Reproduce the records exactly, starting at their first line and ending at the line that contains "71,0,640,174", including that line.

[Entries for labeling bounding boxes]
───

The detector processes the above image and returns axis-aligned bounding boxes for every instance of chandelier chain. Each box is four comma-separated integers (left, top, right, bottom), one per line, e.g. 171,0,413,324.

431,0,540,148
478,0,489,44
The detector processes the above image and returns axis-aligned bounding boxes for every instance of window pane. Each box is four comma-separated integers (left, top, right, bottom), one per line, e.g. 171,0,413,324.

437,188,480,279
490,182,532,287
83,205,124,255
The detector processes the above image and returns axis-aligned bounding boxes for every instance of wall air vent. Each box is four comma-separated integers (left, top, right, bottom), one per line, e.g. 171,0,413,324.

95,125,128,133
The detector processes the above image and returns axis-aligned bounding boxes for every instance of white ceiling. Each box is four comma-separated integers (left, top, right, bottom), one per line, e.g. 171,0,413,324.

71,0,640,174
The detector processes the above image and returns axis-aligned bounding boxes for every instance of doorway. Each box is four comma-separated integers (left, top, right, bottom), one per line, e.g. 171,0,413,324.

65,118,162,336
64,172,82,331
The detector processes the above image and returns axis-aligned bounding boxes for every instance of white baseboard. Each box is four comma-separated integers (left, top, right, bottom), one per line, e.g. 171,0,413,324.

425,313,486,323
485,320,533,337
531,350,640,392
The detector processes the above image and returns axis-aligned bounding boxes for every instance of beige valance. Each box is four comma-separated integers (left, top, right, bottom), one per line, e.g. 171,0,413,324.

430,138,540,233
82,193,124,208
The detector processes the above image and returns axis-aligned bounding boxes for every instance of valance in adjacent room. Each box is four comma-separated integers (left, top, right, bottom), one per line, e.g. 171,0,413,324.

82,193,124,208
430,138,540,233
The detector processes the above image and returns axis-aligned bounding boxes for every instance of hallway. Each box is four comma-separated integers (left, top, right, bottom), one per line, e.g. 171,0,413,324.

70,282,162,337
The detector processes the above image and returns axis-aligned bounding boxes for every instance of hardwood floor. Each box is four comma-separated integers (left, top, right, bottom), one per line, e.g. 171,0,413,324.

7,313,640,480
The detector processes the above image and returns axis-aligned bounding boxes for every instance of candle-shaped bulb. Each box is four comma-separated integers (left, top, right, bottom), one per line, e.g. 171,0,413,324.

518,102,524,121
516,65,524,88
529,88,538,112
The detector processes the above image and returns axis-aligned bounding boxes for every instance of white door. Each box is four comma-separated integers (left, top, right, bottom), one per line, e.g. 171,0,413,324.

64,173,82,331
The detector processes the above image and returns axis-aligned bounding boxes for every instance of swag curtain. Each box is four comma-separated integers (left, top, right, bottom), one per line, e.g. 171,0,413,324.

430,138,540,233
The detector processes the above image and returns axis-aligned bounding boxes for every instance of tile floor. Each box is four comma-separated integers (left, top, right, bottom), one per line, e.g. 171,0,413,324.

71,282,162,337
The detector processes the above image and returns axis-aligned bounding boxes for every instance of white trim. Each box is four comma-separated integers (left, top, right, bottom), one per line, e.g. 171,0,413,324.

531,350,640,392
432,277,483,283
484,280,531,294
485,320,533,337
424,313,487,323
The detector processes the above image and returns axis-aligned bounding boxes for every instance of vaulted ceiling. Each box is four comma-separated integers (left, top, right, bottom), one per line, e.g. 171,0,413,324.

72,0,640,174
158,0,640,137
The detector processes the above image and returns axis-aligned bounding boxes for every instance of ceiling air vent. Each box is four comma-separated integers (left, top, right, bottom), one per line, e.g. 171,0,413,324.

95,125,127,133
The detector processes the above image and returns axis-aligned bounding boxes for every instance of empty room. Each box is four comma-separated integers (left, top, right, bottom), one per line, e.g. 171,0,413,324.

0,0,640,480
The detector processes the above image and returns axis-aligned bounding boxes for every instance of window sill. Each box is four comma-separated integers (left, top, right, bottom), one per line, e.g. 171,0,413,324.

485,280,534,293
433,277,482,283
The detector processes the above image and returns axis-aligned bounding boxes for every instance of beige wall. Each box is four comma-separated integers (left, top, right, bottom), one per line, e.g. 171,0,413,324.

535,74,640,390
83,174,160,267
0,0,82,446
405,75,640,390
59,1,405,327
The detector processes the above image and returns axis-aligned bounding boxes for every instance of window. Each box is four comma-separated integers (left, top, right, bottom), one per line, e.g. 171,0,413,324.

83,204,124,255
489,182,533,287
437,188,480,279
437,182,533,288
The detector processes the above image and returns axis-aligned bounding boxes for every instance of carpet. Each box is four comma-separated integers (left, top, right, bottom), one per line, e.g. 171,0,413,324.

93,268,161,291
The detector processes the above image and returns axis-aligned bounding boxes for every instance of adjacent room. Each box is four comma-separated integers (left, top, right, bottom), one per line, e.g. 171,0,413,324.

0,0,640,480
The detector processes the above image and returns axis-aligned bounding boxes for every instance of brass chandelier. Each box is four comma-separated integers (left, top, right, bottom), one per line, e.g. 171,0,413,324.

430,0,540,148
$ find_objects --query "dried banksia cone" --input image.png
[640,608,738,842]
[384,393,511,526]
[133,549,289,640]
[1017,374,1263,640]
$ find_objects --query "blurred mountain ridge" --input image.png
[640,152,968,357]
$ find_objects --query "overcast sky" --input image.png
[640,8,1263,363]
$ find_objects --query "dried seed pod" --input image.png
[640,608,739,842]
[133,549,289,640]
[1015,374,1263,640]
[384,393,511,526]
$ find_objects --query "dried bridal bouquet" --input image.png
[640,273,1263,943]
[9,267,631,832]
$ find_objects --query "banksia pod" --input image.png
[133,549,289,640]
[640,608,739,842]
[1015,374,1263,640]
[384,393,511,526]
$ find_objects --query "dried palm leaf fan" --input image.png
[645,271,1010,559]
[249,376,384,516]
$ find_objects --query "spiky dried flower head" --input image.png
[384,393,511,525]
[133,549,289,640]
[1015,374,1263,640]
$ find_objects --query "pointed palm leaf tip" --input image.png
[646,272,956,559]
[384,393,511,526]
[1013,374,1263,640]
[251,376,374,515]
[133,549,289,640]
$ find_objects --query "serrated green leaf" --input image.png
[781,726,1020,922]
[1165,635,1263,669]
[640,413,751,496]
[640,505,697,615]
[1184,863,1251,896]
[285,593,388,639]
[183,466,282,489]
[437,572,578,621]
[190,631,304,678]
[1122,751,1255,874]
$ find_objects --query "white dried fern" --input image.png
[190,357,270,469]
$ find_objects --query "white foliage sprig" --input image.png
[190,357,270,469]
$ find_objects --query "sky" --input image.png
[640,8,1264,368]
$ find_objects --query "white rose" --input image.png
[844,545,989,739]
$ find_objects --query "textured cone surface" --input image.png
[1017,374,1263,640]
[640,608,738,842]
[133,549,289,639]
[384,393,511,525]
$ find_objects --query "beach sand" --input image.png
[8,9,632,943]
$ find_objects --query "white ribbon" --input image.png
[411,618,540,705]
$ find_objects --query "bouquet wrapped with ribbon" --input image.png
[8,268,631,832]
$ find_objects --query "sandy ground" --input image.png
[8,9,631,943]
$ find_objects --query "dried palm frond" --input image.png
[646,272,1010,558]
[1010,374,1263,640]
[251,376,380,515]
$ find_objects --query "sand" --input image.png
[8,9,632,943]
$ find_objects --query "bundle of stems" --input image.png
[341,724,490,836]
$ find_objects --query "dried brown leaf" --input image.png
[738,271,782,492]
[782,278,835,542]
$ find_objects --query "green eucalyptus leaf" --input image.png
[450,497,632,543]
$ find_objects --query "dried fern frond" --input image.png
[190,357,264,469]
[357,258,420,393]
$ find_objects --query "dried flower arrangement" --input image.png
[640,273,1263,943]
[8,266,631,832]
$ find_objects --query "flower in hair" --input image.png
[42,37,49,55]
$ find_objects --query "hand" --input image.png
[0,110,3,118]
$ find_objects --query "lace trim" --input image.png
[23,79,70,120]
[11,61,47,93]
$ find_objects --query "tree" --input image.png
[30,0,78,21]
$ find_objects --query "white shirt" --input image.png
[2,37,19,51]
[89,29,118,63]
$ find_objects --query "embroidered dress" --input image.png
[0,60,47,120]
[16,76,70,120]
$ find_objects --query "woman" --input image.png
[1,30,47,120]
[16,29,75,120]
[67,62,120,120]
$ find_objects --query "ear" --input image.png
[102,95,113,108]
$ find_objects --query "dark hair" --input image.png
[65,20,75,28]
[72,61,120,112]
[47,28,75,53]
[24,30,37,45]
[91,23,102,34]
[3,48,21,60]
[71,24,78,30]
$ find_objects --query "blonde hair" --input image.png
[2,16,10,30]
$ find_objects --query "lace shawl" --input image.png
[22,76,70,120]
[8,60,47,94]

───

**Finished task**
The detector processes the above image and returns axis-aligned bounding boxes for every instance of chandelier chain. Each box is four comma-separated integers (left, top, right, bottom), one per line, e.g. 171,0,413,324.

431,0,540,148
478,0,489,44
The detector processes the above image and returns axis-aligned bounding boxes for every instance of window pane. Each box is four comma-separated integers (left, top, right, bottom), one per line, e.g. 171,0,413,324.

437,188,480,279
490,182,532,287
83,205,124,255
The detector processes the above image and returns axis-aligned bounding boxes for every instance of wall air vent. Each box is four comma-separated integers (left, top, right, bottom), one per line, e.g. 171,0,413,324.

95,125,128,133
The detector processes the above image and returns axis-aligned bounding boxes for every instance of white ceiling. Each box is four comma-separated integers (left, top, right, bottom), one per line, e.g. 171,0,413,324.

71,0,640,174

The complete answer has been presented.